(Given records)
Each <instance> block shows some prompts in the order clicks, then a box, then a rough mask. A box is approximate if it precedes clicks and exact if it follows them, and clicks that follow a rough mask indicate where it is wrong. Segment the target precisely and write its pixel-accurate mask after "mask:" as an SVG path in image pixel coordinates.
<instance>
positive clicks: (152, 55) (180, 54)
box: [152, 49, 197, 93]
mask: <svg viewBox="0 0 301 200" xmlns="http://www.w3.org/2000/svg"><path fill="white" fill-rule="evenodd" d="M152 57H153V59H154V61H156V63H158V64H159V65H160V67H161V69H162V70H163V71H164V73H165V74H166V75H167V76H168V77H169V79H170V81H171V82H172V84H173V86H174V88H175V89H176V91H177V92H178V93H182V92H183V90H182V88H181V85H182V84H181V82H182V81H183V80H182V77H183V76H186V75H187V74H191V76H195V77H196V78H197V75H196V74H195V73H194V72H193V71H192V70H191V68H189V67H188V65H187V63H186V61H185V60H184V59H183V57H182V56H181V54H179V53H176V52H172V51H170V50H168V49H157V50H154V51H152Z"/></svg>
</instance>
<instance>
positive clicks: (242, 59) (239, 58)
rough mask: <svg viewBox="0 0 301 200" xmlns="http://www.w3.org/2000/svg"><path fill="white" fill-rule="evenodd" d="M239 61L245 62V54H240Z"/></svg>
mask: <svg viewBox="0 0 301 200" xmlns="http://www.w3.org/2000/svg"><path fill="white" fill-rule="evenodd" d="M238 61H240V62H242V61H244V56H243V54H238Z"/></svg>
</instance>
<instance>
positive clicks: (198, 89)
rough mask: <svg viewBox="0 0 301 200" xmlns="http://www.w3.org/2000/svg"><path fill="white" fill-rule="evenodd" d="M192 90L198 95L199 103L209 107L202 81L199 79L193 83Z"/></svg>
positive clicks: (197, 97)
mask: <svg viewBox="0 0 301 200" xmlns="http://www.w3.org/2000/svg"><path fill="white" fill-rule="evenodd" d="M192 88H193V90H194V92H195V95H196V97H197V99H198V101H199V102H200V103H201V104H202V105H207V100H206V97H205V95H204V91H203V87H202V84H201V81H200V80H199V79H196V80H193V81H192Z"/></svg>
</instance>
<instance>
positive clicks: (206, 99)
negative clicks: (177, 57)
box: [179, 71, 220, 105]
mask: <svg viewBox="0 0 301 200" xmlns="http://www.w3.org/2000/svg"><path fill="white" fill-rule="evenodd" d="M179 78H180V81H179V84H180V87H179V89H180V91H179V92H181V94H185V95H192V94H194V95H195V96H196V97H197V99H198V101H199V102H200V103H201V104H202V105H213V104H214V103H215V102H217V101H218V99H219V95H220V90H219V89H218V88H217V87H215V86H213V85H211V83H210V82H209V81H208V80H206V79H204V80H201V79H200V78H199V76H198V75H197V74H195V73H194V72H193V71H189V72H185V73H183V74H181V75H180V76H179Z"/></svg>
(End Given records)
* **What is required**
Each record shown above is to be given again exactly.

* **Answer box**
Each <instance> block shows some prompts in the order clicks, then a box, then a rough mask. A box is approximate if it precedes clicks and exact if it follows them, and clicks that follow a rough mask indicate where it is wrong. Segment the target precisely and write its pixel-accurate mask after "mask:" as an SVG path in image pixel coordinates.
<instance>
positive clicks: (152, 55) (180, 54)
box: [152, 49, 197, 93]
mask: <svg viewBox="0 0 301 200" xmlns="http://www.w3.org/2000/svg"><path fill="white" fill-rule="evenodd" d="M152 57H153V59H154V61H156V63H158V64H159V65H160V67H161V69H162V70H163V71H164V73H165V74H166V75H167V76H168V77H169V79H170V81H171V82H172V84H173V86H174V88H175V89H176V91H177V92H178V93H182V92H183V90H182V88H181V85H182V84H181V82H182V81H183V80H182V77H183V76H186V75H187V74H191V76H195V77H196V78H197V75H196V74H195V73H194V72H193V71H192V70H191V68H189V67H188V65H187V63H186V61H185V60H184V59H183V57H182V56H181V54H179V53H176V52H172V51H170V50H168V49H157V50H154V51H152Z"/></svg>
</instance>
<instance>
positive clicks: (242, 59) (239, 58)
rough mask: <svg viewBox="0 0 301 200" xmlns="http://www.w3.org/2000/svg"><path fill="white" fill-rule="evenodd" d="M239 61L245 62V54H240Z"/></svg>
mask: <svg viewBox="0 0 301 200" xmlns="http://www.w3.org/2000/svg"><path fill="white" fill-rule="evenodd" d="M238 61H240V62H242V61H244V56H243V54H238Z"/></svg>
</instance>
<instance>
positive clicks: (198, 89)
rough mask: <svg viewBox="0 0 301 200" xmlns="http://www.w3.org/2000/svg"><path fill="white" fill-rule="evenodd" d="M192 90L198 95L199 103L209 107L202 81L199 79L193 83Z"/></svg>
positive clicks: (197, 97)
mask: <svg viewBox="0 0 301 200" xmlns="http://www.w3.org/2000/svg"><path fill="white" fill-rule="evenodd" d="M192 88H193V90H194V92H195V95H196V97H197V99H198V101H199V102H200V103H201V104H202V105H207V100H206V97H205V95H204V91H203V87H202V84H201V81H200V80H199V79H196V80H193V81H192Z"/></svg>
</instance>
<instance>
positive clicks: (206, 99)
negative clicks: (177, 57)
box: [179, 71, 220, 105]
mask: <svg viewBox="0 0 301 200" xmlns="http://www.w3.org/2000/svg"><path fill="white" fill-rule="evenodd" d="M179 78H180V81H179V84H180V87H179V89H180V91H179V92H181V94H185V95H192V94H194V95H195V96H196V97H197V99H198V101H199V102H200V103H201V104H202V105H213V104H214V103H215V102H217V101H218V99H219V95H220V90H219V89H218V88H217V87H215V86H213V85H211V83H210V82H209V81H208V80H206V79H204V80H201V79H200V78H199V76H198V75H197V74H195V73H194V72H193V71H189V72H185V73H183V74H181V75H180V76H179Z"/></svg>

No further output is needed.